[EXERCISE AIM]
Lines before the one containing "Target: vine stem" are excluded; retype that line and all remaining lines of the material exactly.

....................

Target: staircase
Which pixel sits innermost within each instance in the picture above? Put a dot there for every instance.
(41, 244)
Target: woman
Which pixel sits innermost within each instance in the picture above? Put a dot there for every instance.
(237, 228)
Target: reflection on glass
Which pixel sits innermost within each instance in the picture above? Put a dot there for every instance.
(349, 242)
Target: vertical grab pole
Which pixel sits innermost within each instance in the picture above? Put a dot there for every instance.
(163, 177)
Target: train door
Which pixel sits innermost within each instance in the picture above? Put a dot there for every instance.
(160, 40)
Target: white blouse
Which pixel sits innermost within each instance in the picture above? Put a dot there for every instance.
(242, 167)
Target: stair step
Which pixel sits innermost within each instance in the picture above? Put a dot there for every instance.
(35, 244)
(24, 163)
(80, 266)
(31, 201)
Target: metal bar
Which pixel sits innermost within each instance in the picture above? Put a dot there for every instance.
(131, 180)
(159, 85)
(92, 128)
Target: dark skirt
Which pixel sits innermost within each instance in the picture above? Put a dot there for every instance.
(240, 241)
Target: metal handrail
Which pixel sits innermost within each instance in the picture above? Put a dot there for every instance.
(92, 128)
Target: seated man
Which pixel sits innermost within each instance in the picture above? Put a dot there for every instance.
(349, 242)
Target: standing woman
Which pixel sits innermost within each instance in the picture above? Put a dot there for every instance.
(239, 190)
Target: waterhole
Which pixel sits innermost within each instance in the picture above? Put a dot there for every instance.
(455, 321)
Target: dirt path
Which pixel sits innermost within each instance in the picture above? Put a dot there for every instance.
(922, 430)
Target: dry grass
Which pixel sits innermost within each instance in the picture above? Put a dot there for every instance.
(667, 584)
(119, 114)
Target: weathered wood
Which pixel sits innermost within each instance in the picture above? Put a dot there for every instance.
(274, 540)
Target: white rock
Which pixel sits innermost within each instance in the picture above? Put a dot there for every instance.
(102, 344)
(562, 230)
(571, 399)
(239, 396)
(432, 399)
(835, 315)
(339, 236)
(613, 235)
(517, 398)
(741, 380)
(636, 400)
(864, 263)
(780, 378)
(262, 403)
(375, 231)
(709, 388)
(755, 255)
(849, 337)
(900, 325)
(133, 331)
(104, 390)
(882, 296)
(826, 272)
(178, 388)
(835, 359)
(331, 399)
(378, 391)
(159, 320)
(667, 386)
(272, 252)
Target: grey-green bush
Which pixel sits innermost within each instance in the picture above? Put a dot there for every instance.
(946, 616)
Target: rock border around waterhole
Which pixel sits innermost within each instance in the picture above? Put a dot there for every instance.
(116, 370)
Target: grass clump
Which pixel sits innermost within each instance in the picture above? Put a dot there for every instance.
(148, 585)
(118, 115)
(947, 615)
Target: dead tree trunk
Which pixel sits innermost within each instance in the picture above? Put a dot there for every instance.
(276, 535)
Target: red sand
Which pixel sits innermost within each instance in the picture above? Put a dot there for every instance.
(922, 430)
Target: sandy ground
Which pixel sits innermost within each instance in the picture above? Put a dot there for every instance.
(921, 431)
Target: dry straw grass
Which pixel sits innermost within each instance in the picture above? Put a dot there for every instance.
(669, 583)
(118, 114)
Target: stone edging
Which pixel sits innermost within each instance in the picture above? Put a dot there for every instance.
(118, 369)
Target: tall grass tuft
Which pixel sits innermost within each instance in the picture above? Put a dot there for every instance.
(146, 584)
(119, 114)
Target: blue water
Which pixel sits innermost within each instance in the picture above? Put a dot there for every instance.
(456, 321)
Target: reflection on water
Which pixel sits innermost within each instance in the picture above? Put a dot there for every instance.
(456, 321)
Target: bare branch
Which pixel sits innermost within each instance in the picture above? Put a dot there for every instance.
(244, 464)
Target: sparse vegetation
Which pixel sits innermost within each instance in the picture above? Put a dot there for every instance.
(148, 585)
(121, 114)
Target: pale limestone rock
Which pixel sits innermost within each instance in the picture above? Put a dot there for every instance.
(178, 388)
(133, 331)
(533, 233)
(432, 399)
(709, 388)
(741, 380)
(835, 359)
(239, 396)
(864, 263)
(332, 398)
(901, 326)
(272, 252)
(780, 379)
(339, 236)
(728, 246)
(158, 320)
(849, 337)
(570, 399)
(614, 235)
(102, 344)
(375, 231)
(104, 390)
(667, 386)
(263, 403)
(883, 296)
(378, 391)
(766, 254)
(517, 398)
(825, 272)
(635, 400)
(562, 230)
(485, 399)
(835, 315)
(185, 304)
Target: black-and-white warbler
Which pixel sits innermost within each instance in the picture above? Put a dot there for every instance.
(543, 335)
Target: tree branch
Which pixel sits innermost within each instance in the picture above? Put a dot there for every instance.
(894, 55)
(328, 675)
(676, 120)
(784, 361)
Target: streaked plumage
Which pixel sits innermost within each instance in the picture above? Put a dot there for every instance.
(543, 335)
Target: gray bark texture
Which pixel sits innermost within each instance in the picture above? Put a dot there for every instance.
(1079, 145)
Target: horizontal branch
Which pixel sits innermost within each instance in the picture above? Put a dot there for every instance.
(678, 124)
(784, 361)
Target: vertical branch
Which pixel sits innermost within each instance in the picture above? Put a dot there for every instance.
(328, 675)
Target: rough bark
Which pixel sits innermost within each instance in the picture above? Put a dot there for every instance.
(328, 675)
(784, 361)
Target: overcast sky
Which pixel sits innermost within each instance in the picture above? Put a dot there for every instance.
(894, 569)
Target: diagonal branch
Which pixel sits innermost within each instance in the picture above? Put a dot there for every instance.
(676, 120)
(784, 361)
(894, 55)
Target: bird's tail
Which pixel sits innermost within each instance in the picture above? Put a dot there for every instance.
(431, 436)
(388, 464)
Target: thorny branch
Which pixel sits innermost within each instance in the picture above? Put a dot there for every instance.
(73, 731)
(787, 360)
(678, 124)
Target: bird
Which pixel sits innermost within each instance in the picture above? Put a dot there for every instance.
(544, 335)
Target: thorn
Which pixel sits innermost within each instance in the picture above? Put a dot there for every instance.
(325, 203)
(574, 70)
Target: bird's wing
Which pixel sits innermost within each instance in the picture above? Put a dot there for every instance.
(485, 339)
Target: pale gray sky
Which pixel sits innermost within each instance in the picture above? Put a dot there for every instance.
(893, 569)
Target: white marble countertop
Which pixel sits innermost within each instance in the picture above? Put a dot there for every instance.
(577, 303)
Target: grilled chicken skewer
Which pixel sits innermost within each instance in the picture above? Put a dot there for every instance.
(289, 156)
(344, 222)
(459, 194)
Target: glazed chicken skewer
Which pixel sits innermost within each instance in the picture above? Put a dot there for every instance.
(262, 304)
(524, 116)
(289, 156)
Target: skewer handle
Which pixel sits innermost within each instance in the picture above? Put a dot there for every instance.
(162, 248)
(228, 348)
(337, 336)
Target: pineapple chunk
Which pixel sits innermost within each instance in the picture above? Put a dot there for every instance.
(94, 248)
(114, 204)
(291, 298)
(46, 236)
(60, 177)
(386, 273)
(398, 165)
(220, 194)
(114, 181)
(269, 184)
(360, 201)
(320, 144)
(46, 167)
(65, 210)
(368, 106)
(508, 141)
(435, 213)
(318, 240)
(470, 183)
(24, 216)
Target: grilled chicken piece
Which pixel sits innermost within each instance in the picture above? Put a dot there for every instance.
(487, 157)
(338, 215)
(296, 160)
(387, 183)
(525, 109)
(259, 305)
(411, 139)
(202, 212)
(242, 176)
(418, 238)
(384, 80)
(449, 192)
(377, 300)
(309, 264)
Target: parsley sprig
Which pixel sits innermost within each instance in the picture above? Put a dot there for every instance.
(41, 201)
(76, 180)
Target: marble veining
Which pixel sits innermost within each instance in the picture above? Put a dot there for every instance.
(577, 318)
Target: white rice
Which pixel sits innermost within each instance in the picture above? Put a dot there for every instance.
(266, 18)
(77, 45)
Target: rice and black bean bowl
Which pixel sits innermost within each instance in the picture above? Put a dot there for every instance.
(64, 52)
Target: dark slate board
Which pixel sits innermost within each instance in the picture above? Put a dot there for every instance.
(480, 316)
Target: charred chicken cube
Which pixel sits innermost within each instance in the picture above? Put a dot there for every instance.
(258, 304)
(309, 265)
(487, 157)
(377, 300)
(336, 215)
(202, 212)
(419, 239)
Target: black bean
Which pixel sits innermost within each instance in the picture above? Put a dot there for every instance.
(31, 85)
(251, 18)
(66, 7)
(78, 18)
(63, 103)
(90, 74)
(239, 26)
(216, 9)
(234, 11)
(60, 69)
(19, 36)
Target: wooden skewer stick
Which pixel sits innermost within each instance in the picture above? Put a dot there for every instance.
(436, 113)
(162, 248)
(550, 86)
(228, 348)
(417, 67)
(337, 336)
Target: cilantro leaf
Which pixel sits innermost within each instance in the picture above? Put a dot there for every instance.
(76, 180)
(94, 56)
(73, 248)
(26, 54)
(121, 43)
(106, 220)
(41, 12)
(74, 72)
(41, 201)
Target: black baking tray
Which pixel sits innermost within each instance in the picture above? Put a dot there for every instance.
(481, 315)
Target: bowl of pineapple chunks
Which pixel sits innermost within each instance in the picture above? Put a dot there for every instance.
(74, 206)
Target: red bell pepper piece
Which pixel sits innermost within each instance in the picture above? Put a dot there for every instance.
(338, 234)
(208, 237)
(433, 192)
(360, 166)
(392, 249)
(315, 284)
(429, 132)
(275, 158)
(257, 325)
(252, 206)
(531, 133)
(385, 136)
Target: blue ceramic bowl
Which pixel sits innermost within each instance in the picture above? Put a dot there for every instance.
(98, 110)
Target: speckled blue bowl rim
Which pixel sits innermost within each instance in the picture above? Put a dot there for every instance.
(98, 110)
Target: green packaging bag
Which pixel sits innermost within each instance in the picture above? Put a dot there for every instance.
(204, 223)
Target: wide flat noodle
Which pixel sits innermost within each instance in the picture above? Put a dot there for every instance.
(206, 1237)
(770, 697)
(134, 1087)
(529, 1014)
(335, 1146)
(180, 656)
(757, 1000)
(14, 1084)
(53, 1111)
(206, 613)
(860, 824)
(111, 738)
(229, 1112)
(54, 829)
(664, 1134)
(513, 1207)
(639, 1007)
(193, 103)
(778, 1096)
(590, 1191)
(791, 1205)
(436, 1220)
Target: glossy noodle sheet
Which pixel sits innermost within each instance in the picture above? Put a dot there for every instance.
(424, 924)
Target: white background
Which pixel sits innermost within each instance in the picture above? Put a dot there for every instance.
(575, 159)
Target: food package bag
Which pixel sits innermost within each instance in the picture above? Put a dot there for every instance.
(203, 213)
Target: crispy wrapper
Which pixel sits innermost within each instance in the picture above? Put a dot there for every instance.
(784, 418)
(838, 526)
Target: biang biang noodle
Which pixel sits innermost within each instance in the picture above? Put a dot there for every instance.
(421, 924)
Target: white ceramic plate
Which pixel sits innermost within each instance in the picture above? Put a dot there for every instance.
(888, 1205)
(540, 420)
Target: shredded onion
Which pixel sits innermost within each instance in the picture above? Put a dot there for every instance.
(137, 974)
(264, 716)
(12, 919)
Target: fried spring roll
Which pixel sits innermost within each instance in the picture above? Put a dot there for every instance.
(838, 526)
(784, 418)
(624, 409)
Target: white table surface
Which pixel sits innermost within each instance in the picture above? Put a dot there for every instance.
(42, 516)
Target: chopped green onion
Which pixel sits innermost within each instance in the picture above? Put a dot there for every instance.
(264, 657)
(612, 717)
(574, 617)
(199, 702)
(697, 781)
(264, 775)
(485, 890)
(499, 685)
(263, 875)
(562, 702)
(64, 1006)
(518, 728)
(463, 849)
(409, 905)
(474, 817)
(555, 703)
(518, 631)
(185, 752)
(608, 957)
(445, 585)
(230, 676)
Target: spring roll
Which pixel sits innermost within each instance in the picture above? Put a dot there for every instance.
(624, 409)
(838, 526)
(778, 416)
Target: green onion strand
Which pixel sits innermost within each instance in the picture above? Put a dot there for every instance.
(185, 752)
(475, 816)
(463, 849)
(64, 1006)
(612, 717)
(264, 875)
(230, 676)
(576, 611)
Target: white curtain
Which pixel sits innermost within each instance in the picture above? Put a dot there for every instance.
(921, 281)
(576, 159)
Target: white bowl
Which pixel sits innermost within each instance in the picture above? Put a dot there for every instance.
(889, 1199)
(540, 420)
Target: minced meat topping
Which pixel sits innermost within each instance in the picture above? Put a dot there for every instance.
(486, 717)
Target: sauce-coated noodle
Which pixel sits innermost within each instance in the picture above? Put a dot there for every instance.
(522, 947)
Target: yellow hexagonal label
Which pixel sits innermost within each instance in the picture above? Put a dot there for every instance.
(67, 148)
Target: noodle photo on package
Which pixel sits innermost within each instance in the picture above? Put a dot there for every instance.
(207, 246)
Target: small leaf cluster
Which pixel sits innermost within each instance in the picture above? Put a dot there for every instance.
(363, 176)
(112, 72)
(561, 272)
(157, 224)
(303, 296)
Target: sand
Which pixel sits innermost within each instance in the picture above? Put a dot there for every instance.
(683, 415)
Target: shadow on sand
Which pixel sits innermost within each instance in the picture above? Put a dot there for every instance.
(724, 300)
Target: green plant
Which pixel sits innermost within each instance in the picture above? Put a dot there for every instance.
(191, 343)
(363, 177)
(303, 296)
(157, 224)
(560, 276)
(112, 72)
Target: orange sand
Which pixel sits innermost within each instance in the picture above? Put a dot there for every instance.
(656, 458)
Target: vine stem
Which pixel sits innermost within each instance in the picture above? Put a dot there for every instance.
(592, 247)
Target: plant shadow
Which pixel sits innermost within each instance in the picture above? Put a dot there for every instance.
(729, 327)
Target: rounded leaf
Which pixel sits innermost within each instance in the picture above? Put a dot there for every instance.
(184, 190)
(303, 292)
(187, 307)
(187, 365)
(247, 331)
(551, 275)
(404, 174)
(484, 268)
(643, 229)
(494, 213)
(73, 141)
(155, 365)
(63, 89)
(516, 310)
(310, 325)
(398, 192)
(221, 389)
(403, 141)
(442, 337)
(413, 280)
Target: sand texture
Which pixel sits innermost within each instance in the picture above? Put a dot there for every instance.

....................

[ANSWER TO THIS PROBLEM]
Target: vine stem
Which pixel sits innermost within each instance in the picture above? Put a dot there for every instance.
(592, 247)
Target: plant shadow
Which pixel sits innermost within each instance in the picture above? Put a dot there for every instance.
(729, 327)
Target: rounded leaf
Which pixel sits innermost within each instance in the picture above? Put a dot there for every instance.
(184, 190)
(303, 292)
(187, 307)
(187, 365)
(247, 331)
(551, 275)
(404, 174)
(484, 268)
(643, 229)
(494, 213)
(73, 141)
(155, 365)
(63, 89)
(516, 310)
(310, 325)
(398, 192)
(221, 389)
(403, 141)
(442, 337)
(413, 280)
Target: sand texture
Which pixel sits innermost within each instance in the picture above? Put a dot there for every instance.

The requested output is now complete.